*** Opening of Provided passage ***
OUTSTANDING - amongst the best 


VALUE - keenly priced



Lacking any of its own character and very revealing, the Prism Callia will appeal to music lovers of an analytical bent.



- a ‘hi-fi’ sound of breathtaking clarity and resolution

- good headphone 


- great sense of timing



- ruthlessly-revealing

- no remote handset


Prism Sound Callia

Prism Media Products

+44 (0)1353 648888


Rhode & Schwarz UPV audio analyser used for all tests.



The Callia uses a Cirrus Logic CS4398 DAC that offers 120dB dynamic range in Cirrus Logic specs, 115dB in Prism’s specs and 116dB under measurement, from its balanced XLR output. From the unbalanced phono socket outputs this figure fell to 115dB. The performance was maintained with S/PDIF input and USB. 

   This puts Callia in the mid-range, as it were, of current hi-fi digital convertors, with regard to this critical specification. So in terms of dynamic range it offers a good result, but both the Audiolab M-DAC+ (122dB) and Chord Mojo (125dB) manage significantly better.
*** Close of Provided passage ***
_Activity 1_
In the Stored items listing, take the part that opens with the listing's first line and closes with the line containing "box: [94, 84, 197, 112]". Reproduce it with "rough mask" swapped for "coarse mask", change nothing else, and omit the pictures.
*** Opening of Given information ***
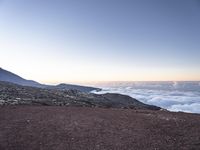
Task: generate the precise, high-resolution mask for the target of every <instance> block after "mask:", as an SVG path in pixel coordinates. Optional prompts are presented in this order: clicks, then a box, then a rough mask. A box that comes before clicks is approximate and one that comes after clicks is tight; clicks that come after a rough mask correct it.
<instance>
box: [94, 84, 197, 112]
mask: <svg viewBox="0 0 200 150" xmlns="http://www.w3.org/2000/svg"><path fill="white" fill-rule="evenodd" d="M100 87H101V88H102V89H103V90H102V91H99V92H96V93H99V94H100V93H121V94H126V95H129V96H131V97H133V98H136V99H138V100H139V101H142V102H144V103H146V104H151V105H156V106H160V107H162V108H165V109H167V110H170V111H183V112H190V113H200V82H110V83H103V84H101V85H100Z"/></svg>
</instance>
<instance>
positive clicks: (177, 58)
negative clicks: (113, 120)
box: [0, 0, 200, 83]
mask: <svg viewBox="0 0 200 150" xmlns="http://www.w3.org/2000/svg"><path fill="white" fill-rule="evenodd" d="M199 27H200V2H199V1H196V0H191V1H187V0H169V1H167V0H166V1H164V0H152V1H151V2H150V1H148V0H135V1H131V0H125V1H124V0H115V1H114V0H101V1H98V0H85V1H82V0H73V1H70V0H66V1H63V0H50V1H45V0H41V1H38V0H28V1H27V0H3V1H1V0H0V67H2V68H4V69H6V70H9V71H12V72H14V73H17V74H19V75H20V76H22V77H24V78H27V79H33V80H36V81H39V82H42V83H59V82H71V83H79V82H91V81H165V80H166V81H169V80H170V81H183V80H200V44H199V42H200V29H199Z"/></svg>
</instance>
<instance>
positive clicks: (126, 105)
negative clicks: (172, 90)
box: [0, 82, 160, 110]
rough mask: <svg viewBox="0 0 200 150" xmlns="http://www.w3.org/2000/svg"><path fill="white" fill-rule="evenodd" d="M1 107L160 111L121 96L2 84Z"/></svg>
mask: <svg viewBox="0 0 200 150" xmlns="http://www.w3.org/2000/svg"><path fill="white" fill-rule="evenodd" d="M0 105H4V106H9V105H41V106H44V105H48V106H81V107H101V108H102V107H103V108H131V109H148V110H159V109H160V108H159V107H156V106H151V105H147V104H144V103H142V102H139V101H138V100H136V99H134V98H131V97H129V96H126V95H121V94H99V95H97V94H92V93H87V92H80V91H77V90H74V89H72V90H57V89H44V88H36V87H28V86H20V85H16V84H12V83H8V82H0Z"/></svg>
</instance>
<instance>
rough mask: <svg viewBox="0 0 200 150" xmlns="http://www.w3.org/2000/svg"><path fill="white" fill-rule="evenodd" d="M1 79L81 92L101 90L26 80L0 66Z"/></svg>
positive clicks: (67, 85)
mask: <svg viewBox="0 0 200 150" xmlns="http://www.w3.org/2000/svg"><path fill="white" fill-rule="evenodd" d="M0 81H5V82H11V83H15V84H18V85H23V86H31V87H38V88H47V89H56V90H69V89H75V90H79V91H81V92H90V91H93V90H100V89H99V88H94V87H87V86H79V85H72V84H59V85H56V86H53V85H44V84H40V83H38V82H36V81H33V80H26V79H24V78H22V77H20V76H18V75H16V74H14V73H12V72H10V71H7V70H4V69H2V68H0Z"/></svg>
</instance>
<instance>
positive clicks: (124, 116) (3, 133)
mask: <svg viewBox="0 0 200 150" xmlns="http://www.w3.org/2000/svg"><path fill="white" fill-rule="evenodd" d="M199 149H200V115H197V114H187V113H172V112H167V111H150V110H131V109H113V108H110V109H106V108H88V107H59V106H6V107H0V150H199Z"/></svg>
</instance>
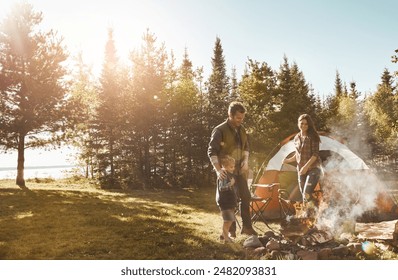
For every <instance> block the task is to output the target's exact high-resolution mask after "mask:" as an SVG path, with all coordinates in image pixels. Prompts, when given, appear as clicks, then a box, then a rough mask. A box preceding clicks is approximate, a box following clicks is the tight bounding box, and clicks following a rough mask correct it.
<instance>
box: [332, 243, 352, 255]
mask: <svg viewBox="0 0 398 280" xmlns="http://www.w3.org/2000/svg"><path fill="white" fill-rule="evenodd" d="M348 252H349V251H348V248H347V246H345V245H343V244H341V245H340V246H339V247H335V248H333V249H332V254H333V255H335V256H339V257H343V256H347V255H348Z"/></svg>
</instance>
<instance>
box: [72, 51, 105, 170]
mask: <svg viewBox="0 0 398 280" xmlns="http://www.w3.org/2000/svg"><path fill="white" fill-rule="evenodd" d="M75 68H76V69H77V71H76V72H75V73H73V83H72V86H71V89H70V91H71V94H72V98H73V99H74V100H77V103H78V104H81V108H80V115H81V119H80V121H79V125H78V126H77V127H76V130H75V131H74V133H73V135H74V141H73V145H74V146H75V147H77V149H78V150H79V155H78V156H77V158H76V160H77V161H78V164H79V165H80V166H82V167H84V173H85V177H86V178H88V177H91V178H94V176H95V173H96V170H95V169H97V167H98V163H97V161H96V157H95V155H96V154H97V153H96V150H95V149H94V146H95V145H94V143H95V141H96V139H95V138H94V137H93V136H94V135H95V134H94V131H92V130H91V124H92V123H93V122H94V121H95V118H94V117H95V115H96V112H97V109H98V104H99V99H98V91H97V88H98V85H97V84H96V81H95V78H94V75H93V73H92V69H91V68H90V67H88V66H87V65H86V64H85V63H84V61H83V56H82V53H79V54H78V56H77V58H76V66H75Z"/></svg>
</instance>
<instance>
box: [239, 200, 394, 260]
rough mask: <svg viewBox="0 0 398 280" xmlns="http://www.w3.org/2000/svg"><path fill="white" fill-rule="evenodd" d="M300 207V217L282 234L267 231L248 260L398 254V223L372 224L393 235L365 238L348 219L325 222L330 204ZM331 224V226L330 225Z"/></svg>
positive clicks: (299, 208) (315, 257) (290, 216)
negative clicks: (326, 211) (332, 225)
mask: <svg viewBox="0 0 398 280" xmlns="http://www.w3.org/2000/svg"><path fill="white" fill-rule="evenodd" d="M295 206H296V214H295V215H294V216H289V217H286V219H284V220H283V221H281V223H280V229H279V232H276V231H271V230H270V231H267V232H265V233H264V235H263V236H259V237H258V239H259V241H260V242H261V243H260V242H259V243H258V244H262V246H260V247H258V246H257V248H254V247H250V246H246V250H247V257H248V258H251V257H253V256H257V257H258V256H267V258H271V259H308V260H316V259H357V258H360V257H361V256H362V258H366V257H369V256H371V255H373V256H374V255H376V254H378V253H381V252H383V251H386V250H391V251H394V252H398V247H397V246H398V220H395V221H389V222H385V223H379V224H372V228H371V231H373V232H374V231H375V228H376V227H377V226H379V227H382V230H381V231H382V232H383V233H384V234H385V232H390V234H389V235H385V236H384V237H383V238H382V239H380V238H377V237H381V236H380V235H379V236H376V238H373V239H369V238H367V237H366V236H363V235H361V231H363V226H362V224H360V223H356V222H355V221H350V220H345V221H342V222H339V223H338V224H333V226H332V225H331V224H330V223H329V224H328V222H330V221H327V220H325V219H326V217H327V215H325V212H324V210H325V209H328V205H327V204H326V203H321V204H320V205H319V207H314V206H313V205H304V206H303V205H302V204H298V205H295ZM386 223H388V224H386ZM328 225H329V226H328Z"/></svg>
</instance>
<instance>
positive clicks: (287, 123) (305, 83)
*** Close of Given information ***
_Activity 2_
Extend the Prism Sound Callia review past its final sentence.

_Exercise answer 1_
Task: generate the precise, high-resolution mask for the target of every <instance> block after "mask:", as an SVG path in pixel coordinates. Optional prompts are presented in this order: clicks, then a box, then a coarse mask. A box that comes before clicks is approximate and one that comes after clicks is tight; clicks that come after a coarse mask correct it.
<instance>
box: [94, 84, 197, 112]

_Exercise answer 2_
   Distortion at -60dB was very low with 24bit, measuring 0.035% as our analysis shows and this was largely noise rather than true distortion residuals. With CD (16bit) the result was 0.22% as usual, this being from quantisation noise intrinsic to 16bit’s inadequate resolution.

   Frequency response reached 55kHz (-1dB) with 192kHz sample rate material, falling away above this to the 96kHz upper limit, as a our analysis shows. The TOSLINK optical input accepted 192kHz sample rate, where many others still do not, allowing Callia to work with 192kHz files from Astell&Kern portable hi-res players having only optical output.

   Output was 2V from the phono sockets and 3.9V from XLR. The headphone output gave a healthy 4V. 

   The Callia measured well all round. It offers a good set of results but isn’t up with the best in measured terms. NK



FREQUENCY RESPONSE (192kHz sample rate)




DISTORTION  (24bit  -60dB)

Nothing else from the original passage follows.